§ What to produce: Verbatim output of the lines below is required, with the images omitted.
*** Raw data ***
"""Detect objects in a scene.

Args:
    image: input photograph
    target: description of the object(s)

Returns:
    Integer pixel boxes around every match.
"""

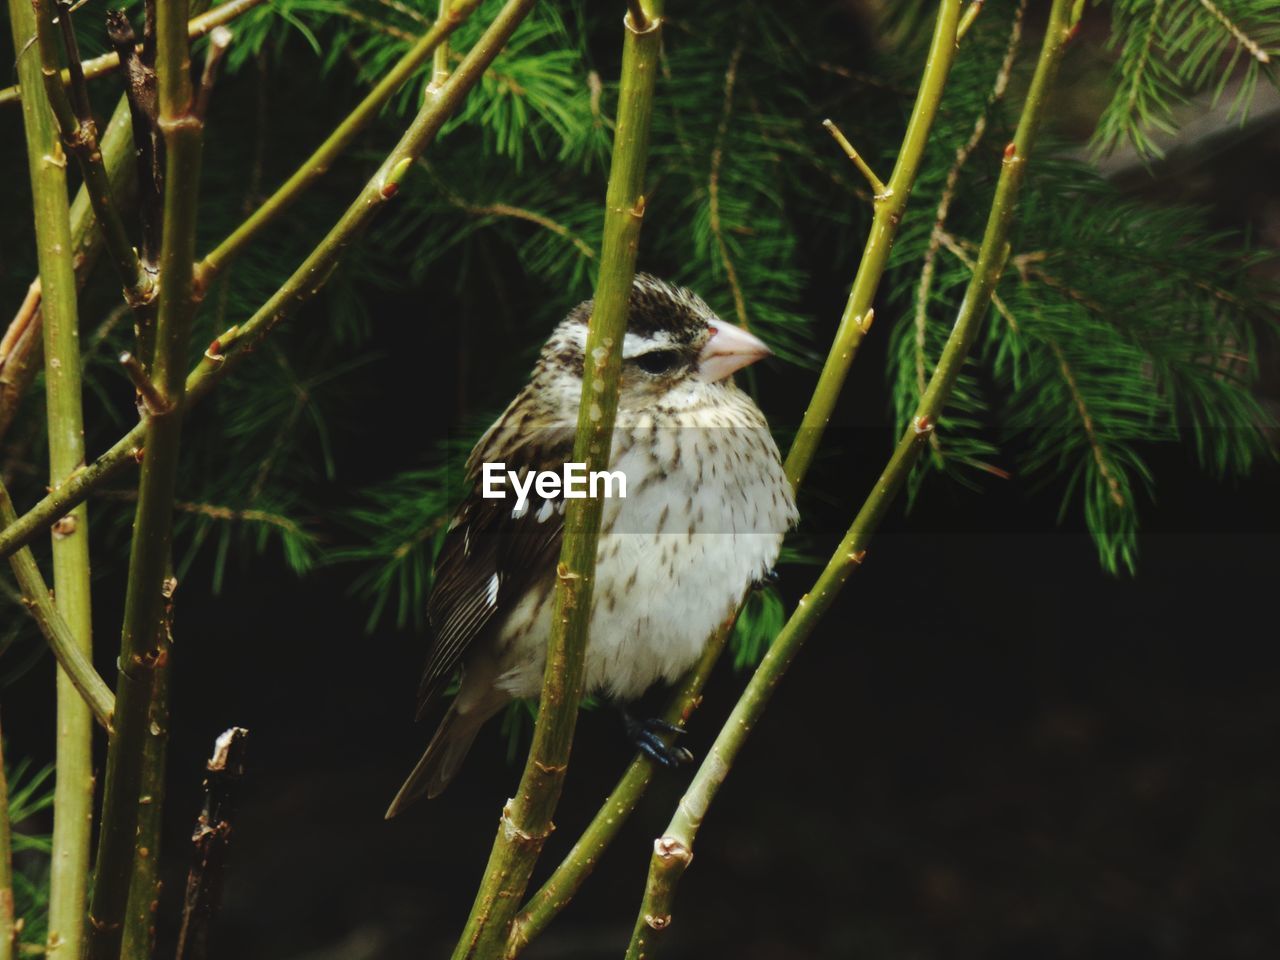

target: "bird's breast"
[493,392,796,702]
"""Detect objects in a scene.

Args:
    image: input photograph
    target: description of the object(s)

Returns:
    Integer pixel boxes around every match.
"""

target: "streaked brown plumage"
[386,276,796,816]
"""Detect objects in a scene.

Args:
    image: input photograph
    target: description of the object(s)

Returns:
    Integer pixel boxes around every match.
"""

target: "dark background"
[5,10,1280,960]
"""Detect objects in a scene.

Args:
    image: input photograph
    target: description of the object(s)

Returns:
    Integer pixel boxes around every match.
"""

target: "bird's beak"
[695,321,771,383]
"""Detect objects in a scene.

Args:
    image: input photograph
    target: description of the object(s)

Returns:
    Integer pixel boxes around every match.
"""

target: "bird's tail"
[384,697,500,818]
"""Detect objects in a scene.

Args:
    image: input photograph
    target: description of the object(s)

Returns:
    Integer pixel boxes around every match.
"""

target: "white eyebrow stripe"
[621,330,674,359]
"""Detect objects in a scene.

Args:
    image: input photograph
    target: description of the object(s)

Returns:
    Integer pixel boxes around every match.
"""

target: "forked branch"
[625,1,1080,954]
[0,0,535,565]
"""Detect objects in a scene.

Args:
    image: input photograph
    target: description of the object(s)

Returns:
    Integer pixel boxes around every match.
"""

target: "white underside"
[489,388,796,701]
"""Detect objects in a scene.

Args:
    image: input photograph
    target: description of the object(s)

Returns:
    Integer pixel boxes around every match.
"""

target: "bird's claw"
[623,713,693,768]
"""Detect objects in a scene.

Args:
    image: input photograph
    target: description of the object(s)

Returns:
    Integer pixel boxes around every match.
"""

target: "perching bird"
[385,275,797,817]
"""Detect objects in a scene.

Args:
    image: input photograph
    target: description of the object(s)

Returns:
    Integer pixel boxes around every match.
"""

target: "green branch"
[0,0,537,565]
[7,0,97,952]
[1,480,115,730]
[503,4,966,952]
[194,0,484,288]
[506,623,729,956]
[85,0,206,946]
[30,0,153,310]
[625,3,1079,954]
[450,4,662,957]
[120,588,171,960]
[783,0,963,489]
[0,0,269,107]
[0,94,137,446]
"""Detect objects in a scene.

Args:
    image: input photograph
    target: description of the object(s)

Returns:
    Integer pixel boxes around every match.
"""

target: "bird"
*** End of Raw data ***
§ Written response:
"""Detect objects in a scene.

Args:
    image: input photograph
    target: description of the object(s)

Returns:
    Integer pixel boxes around every match.
"""


target: "bird's breast"
[493,392,796,702]
"""Detect objects in a scene.

Args:
    image: input photograph
    target: description of the object(s)

Returns:
    Integer pixel boxes around every match.
"""

target: "streaked brown plumage"
[386,276,796,816]
"""Detect objects in a scene.

Args:
    image: input photograph
    target: description of the object(s)

Returns:
    Integer pixel boxes around every match.
"""

target: "dark background"
[5,10,1280,960]
"""Detect objects in a scene.

Args:
    image: input photograph
    target: description of the object(s)

Returns:
    Integer pixel boxes around every match.
"""

target: "bird's beak"
[695,321,771,383]
"""Detect objects in a scene.

Args:
    image: input photograph
    target: description of the object(s)

Returns:
    Integer pixel boxes around every match.
"""

target: "bird's tail"
[384,697,500,818]
"""Detect objects in a scene.

Args:
    image: input photograph
    target: description of the object(s)

Returns:
    Integer pixel boxes around every match.
"""

target: "white eyebrow stripe"
[621,330,674,359]
"""Detect objects in a scene.

Args:
    image: input photograph
    target: description of the object(s)

Returns:
    Integer pixel boxes around every match.
"""

target: "forked branch"
[625,1,1080,954]
[0,0,535,565]
"""Detect objects in a scene.

Args:
    image: input photograph
    target: description of the object(s)

Returns:
    Integer pixel boxes around every match.
"""

target: "white underside"
[489,388,796,701]
"""Detect objects in a scene.

Args:
    image: input photograph
    target: description of the object(s)

Returns:
    Integer pixel boxes around every match.
"""

target: "bird's claw"
[623,713,693,768]
"""Detect objects in a scene.

Args:
    image: input photograph
    target: description of the object(s)

Returns:
    Integer pixel boxes around every match.
"""

target: "perching bird"
[385,275,797,817]
"""Detect objects in a scene.

Args:
    image: input photograph
    target: description of the object(s)

Returns:
    Integer pixel boxes around every match.
"""

target: "green branch"
[0,0,537,565]
[7,0,97,952]
[1,480,115,730]
[503,4,966,952]
[194,0,484,288]
[506,623,729,956]
[85,0,206,946]
[30,0,153,310]
[625,3,1079,954]
[450,4,662,957]
[120,588,171,960]
[783,0,963,489]
[0,0,269,107]
[0,94,137,446]
"""Detect objects in a scene.

Args:
    image: input photograph
    target: description of the object(s)

Returns:
    Integer pixel boxes around every match.
"""

target: "bird"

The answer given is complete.